_WORK TO COMPLETE_: Retype the data below exactly; skip every image.

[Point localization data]

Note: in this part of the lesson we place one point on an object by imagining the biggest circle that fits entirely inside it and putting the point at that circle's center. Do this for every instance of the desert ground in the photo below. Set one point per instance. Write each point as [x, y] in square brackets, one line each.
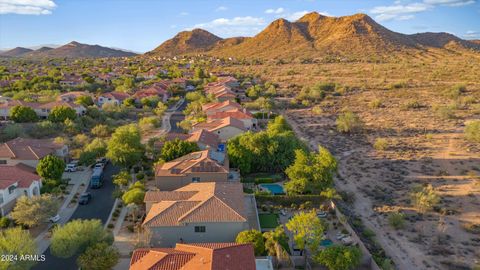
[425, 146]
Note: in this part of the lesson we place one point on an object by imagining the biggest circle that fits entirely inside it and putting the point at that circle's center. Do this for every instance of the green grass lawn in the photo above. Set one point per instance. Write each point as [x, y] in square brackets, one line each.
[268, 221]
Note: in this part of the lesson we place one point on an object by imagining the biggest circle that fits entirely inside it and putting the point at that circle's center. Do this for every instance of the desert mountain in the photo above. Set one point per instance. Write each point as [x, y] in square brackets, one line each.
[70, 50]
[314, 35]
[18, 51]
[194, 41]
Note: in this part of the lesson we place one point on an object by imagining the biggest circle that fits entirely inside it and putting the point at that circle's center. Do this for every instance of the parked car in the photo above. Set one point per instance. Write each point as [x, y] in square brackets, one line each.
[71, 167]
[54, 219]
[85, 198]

_EXERCISE ANSWER_:
Note: in this part of the lesson we place one point on an object by imagining the biggest circle that fits entirely inside it and putting the point at that circle's center. Do this for every instance of the desert ground in the photo below. Set one point per instance. Write each point as [x, y] in square brackets, one line each.
[425, 146]
Note: in this part of the lesson we place one point on an object by imagining the biggest circle that fits entirely inside it and putting the point at that circle's center. Do this for every instance of the green grass lawn in the photo above. Set one point per instance. Write each point as [x, y] in square brackets, one line each.
[268, 221]
Note: in this part of the lesson we place one point on an object by imagining the biggest circle that fits entirely inside it and putting the point at that circle's center. Do this for every instance of the desert mountain in the photo above. Set one point per instance. Write each point as [x, y] in square brackets, one line each.
[70, 50]
[314, 35]
[18, 51]
[194, 41]
Note: in this part of the lesson we place one point on an object by imagining the biggest circle that fits entirely inside it and putting the point at that circle's center. Do this for every instance of the parked car in the photo above. Set one point per instance. Write each point as [x, y] in square brackets, one line each.
[71, 167]
[54, 219]
[85, 198]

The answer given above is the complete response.